▶ **What is being asked**:
Every line of the data is to be reproduced exactly.

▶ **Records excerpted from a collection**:
-=-=-

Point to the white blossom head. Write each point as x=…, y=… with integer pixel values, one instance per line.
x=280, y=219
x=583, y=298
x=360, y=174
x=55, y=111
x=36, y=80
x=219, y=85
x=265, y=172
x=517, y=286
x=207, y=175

-=-=-

▶ **The completed task**:
Point to the white blossom head. Write each point as x=…, y=… with integer pixel values, one instance per line.
x=280, y=219
x=583, y=298
x=360, y=174
x=55, y=111
x=36, y=80
x=219, y=85
x=265, y=172
x=517, y=286
x=207, y=175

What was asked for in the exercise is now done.